# Written exercise
Lines before the one containing "the black sky." are excluded; print that line and every line after it through the end of the material below, exactly.

— START OF Data for this exercise —

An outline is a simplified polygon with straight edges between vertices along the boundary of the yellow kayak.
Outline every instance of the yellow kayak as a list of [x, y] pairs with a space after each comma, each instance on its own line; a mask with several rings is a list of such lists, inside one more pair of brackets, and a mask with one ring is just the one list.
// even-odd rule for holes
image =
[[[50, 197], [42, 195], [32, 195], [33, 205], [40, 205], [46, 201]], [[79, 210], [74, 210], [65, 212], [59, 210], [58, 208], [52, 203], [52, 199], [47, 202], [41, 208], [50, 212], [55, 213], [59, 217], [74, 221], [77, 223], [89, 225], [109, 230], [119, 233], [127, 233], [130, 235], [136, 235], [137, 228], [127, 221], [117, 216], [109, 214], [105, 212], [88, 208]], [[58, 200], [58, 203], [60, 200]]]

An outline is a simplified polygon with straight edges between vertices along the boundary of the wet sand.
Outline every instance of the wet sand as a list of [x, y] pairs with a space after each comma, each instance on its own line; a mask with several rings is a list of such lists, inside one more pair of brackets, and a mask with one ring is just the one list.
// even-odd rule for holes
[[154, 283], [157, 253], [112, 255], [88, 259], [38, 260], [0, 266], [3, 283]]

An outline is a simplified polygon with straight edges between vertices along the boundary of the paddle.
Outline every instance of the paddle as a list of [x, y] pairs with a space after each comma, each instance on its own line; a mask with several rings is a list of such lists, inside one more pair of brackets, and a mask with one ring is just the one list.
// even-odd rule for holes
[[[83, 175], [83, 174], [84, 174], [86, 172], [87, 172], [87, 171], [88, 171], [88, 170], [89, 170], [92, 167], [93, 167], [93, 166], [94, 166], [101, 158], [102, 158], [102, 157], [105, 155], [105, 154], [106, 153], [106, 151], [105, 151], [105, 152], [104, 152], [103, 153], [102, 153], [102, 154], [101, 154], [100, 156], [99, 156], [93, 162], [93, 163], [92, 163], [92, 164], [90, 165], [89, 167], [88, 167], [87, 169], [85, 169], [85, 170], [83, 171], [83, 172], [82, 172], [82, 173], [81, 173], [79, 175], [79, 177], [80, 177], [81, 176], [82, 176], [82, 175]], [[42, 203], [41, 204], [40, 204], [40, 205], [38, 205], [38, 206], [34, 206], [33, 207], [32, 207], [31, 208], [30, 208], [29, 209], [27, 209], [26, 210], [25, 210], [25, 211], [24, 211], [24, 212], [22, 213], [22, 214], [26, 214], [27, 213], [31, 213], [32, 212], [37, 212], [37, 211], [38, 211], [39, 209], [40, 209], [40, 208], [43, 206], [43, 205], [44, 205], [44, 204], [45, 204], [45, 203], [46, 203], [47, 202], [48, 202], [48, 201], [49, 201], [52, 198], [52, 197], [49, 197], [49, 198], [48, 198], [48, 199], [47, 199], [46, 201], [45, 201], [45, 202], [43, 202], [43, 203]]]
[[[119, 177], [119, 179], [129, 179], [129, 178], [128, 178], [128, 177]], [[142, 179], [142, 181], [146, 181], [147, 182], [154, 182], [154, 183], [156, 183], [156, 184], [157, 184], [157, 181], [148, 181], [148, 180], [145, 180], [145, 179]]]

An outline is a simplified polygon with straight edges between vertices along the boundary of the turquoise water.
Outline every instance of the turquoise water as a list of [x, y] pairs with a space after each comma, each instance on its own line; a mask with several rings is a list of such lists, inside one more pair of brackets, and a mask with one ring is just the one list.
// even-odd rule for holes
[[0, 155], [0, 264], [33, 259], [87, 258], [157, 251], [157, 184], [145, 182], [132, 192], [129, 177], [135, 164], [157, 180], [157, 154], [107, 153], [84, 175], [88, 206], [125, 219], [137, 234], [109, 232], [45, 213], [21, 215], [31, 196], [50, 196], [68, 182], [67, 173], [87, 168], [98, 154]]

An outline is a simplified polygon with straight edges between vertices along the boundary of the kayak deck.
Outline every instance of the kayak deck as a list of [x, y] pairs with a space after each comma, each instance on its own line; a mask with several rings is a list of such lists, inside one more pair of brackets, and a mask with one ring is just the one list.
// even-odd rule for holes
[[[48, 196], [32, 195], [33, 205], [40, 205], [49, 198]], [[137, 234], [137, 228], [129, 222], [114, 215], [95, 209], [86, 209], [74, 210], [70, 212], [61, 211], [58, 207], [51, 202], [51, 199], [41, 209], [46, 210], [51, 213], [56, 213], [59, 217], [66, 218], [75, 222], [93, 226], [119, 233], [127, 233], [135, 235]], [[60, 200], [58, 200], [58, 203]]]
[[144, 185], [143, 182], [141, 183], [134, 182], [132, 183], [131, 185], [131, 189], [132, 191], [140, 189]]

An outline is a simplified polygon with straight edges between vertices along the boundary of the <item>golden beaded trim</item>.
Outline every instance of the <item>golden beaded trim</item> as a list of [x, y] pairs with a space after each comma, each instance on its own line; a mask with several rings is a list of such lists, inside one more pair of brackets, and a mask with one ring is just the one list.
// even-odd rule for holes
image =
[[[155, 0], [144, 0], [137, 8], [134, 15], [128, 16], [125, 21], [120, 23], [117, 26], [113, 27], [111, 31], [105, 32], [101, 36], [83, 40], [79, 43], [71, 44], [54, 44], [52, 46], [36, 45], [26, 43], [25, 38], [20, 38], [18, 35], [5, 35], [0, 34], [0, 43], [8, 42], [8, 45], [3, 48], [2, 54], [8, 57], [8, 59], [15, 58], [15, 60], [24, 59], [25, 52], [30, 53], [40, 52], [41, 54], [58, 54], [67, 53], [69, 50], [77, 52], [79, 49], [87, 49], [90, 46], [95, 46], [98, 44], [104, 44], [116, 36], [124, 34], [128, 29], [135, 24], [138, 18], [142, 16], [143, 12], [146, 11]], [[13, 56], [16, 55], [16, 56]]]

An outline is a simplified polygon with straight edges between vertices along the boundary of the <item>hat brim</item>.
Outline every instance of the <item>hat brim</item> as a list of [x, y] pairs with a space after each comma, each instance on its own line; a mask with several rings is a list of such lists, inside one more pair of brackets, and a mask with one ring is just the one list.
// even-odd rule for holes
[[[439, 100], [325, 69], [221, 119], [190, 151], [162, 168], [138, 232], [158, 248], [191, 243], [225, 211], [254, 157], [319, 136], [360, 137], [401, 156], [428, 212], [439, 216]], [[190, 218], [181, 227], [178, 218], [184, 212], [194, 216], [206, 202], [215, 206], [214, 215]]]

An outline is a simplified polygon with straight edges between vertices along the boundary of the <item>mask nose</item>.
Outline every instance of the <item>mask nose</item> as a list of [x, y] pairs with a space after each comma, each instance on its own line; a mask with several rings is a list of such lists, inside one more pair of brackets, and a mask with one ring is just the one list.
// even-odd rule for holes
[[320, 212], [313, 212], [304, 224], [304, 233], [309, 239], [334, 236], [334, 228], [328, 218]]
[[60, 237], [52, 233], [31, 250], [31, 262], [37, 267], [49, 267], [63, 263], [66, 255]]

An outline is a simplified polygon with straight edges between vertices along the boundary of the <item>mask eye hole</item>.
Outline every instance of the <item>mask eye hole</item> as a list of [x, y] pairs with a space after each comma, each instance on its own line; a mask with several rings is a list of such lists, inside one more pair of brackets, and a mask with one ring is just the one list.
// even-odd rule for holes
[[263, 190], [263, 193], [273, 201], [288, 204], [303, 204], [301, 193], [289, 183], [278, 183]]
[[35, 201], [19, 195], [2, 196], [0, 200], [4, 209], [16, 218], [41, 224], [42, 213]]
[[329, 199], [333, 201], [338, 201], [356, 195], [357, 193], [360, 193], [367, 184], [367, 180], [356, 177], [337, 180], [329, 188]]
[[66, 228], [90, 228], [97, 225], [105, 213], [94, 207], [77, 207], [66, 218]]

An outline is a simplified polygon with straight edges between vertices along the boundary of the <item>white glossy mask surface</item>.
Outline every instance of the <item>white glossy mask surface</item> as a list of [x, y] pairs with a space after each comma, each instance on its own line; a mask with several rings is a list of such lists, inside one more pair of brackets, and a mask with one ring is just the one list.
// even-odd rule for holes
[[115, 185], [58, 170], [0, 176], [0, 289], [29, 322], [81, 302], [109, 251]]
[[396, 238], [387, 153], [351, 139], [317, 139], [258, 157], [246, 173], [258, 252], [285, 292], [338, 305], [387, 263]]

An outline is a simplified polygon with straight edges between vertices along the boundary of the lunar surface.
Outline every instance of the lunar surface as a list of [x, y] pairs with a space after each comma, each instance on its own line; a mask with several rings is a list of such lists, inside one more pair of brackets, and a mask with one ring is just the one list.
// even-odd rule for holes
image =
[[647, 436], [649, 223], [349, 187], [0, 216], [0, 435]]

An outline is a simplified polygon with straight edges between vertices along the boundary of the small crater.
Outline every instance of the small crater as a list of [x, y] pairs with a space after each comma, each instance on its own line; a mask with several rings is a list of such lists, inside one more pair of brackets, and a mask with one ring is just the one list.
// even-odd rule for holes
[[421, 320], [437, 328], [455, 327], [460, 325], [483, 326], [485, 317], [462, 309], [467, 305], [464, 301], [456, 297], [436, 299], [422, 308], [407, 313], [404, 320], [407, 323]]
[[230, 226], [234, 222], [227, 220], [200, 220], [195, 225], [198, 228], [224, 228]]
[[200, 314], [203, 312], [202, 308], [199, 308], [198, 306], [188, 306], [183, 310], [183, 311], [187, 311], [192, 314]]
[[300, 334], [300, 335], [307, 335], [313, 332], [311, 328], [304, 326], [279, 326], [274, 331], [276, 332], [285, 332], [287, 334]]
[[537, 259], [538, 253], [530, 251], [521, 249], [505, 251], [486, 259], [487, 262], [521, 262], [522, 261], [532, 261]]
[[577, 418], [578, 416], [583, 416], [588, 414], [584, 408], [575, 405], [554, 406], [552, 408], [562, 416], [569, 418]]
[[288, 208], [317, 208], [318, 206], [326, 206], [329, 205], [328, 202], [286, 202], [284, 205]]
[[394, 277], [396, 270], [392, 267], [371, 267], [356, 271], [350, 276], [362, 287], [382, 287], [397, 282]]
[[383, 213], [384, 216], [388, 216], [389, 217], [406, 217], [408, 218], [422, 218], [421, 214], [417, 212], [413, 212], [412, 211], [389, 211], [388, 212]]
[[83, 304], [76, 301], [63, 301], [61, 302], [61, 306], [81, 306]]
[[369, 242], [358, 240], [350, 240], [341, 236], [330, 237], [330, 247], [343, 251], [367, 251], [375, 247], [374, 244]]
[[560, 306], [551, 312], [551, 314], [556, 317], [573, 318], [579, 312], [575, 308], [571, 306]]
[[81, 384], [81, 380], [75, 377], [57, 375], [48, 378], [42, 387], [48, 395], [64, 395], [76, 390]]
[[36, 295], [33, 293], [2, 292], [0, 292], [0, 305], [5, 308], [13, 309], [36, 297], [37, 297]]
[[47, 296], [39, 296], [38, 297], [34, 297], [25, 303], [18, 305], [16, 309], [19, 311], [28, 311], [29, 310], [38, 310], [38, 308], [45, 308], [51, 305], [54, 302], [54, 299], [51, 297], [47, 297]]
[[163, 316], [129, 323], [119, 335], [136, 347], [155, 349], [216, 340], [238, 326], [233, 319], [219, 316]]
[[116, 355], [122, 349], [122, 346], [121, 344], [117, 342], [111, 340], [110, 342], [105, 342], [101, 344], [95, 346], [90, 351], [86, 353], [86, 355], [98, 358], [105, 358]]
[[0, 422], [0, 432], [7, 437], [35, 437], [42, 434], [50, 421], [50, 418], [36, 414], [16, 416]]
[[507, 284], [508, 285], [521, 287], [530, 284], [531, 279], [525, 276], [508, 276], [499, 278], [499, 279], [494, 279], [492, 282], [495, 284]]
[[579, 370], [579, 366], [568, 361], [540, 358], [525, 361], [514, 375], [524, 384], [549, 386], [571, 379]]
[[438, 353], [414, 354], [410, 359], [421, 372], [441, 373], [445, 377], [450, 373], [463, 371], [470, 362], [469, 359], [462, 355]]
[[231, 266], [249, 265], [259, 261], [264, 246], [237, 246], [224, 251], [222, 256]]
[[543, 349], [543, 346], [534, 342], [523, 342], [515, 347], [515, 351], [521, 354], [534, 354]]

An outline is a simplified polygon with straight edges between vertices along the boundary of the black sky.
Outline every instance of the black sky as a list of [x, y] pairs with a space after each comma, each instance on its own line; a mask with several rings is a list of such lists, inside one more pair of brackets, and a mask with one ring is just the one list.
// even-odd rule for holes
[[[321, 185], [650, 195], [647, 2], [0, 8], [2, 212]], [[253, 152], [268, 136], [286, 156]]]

— END OF Data for this exercise —

# Task solution
An outline is a simplified polygon with straight edges between vertices along the boundary of the black sky.
Outline every instance of the black sky as a list of [x, y] pairs with a space after each comma, each instance on its own line; a mask with several rings is a list of such lists, inside one more pair of brackets, and a mask with one ring is just the one list.
// even-odd rule for holes
[[[321, 185], [650, 195], [647, 2], [0, 8], [2, 212]], [[253, 152], [268, 136], [286, 156]]]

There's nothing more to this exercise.